● **Task**
Quote every one of the following rows back word for word.
>> start Source records
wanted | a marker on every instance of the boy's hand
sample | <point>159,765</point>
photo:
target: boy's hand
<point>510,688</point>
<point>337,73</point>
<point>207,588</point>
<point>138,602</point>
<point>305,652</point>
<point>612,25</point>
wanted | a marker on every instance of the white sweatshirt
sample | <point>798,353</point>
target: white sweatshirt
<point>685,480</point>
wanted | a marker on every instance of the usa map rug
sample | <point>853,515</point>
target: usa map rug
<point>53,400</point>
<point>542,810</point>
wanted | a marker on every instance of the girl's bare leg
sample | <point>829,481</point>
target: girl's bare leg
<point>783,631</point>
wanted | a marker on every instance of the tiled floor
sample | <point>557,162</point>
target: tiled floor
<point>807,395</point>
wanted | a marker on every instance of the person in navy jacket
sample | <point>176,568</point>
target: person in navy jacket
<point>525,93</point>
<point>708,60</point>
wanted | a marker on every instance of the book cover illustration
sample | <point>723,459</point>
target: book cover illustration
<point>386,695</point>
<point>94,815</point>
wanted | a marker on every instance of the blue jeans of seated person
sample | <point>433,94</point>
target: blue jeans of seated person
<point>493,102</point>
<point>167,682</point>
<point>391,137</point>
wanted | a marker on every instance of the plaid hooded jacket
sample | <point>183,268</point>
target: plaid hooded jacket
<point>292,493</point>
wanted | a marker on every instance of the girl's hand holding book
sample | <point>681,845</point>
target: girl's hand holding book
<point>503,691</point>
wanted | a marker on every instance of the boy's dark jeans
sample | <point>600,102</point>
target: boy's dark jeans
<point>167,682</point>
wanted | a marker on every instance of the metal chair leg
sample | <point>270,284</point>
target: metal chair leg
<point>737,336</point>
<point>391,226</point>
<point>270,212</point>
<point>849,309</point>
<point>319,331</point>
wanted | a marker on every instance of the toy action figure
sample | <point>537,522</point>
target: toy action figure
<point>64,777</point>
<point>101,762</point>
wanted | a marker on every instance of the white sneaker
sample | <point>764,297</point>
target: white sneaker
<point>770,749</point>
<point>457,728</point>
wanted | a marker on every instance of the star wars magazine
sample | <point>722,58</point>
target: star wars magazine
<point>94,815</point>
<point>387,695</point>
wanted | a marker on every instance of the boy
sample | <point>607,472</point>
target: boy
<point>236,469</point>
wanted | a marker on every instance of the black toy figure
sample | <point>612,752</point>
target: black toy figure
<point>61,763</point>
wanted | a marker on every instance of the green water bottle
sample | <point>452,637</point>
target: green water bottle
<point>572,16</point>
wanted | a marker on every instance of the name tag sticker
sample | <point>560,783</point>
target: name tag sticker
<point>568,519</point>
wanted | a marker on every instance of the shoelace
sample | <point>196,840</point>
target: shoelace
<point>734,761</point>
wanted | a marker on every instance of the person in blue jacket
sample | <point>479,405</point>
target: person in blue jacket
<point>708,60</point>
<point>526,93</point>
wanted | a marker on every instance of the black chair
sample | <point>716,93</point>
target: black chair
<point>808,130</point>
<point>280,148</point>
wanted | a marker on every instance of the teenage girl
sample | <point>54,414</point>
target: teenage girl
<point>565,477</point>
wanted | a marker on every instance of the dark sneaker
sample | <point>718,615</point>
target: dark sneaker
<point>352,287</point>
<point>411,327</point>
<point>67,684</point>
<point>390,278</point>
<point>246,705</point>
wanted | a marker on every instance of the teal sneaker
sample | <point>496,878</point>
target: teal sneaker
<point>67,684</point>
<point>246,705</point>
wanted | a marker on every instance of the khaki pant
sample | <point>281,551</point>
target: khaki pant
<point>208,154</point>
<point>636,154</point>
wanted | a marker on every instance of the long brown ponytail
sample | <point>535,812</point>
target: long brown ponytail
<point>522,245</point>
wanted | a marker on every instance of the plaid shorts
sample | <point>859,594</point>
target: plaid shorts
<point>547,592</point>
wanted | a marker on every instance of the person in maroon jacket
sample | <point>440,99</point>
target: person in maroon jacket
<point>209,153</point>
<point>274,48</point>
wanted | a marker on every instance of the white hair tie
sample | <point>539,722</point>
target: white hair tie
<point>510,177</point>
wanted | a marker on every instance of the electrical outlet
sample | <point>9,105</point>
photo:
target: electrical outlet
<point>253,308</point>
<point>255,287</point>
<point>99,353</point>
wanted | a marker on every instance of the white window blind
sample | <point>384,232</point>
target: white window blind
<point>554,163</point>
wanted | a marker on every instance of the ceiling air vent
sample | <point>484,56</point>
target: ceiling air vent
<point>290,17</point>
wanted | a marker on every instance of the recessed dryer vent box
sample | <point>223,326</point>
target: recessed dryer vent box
>> end Source records
● **Expected output**
wanted | a marker on every instance of the boy's hand
sample | <point>159,765</point>
photo:
target: boy's hand
<point>510,688</point>
<point>337,73</point>
<point>207,588</point>
<point>138,602</point>
<point>305,652</point>
<point>612,25</point>
wanted | a marker on every instance of the white sweatshirt
sample | <point>798,353</point>
target: white sweatshirt
<point>685,480</point>
wanted | a marker on every instance of the usa map rug
sample | <point>853,515</point>
target: usa map rug
<point>53,400</point>
<point>542,810</point>
wanted | a marker on every instance of the girl's bare leg
sample | <point>829,481</point>
target: girl's bare leg
<point>783,631</point>
wanted | a marker on every instance of the tiled floor
sample | <point>557,162</point>
target: tiled floor
<point>807,395</point>
wanted | a marker on every instance of the person in navy jacket
sample | <point>176,568</point>
target: person in navy jacket
<point>525,93</point>
<point>708,60</point>
wanted | a marker on every instance of the book cover illustration
sample | <point>723,459</point>
target: book cover illustration
<point>386,695</point>
<point>94,815</point>
wanted | a marker on every instance of the blue jeans of seated person
sample | <point>433,94</point>
target: blue jeans of seated person
<point>493,102</point>
<point>167,682</point>
<point>391,137</point>
wanted | a marker on every instance of the plaid hooded jacket
sample | <point>183,268</point>
target: plaid hooded jacket
<point>292,493</point>
wanted | a marker on every instance of the girl's hand holding book
sample | <point>681,845</point>
target: girl's hand holding book
<point>503,691</point>
wanted | a marker on every instance of the boy's dark jeans
sample | <point>600,102</point>
target: boy's dark jeans
<point>167,682</point>
wanted | a marker on every instance of the metal chair leg
sample | <point>270,284</point>
target: metal chair leg
<point>737,336</point>
<point>391,226</point>
<point>270,212</point>
<point>849,309</point>
<point>319,331</point>
wanted | a marker on every instance of the toy action figure
sample | <point>537,522</point>
target: toy action figure
<point>64,777</point>
<point>101,762</point>
wanted | a marker on every instance of the white sneaker
sample | <point>764,297</point>
target: white sneaker
<point>770,749</point>
<point>457,728</point>
wanted | a marker on every instance of the star wars magazine
sample | <point>722,58</point>
target: star wars magazine
<point>94,815</point>
<point>387,695</point>
wanted | a marker on every instance of the boy
sample | <point>607,472</point>
target: boy
<point>236,469</point>
wanted | a marker on every instance of the black toy figure
sample | <point>612,752</point>
target: black toy figure
<point>61,763</point>
wanted | a marker on every instance of the green water bottle
sample | <point>452,637</point>
target: green water bottle
<point>572,16</point>
wanted | a marker on every instance of the name tag sticker
sample | <point>560,783</point>
target: name tag sticker
<point>568,519</point>
wanted | a marker on every instance of the shoelace
sample | <point>196,840</point>
target: shoelace
<point>734,761</point>
wanted | a marker on every instance of the person in blue jacket
sample | <point>479,405</point>
target: person in blue jacket
<point>708,60</point>
<point>526,93</point>
wanted | a marker on every instance of the black chair
sample | <point>716,93</point>
target: black chair
<point>808,130</point>
<point>280,148</point>
wanted | a marker on every instance of the teenage girl
sample | <point>54,414</point>
target: teenage girl
<point>565,477</point>
wanted | a marker on every instance of the dark sneaker
sample | <point>718,615</point>
target: dark sneaker
<point>352,287</point>
<point>411,327</point>
<point>67,684</point>
<point>390,278</point>
<point>246,705</point>
wanted | a marker on every instance of the teal sneaker
sample | <point>496,878</point>
target: teal sneaker
<point>67,684</point>
<point>246,705</point>
wanted | a marker on every instance of the khaki pant
sample | <point>281,551</point>
target: khaki pant
<point>208,154</point>
<point>636,154</point>
wanted | a marker on every instance of the long brown ponytail
sample | <point>535,812</point>
target: long brown ponytail
<point>522,245</point>
wanted | a marker on every instance of the plaid shorts
sample | <point>859,594</point>
target: plaid shorts
<point>547,592</point>
wanted | a marker on every instance of the person in maroon jacket
sample | <point>440,99</point>
target: person in maroon jacket
<point>209,153</point>
<point>274,48</point>
wanted | a marker on every instance of the white hair tie
sample | <point>539,722</point>
target: white hair tie
<point>510,177</point>
wanted | a marker on every instance of the electrical outlet
sample | <point>9,105</point>
photo:
target: electrical outlet
<point>253,308</point>
<point>255,287</point>
<point>99,353</point>
wanted | a marker on every instance of the white window blind
sample | <point>384,232</point>
target: white window blind
<point>554,163</point>
wanted | a marker on every instance of the ceiling air vent
sample | <point>484,56</point>
target: ceiling air vent
<point>290,17</point>
wanted | a marker on every instance of the recessed dryer vent box
sample | <point>223,326</point>
target: recessed dryer vent box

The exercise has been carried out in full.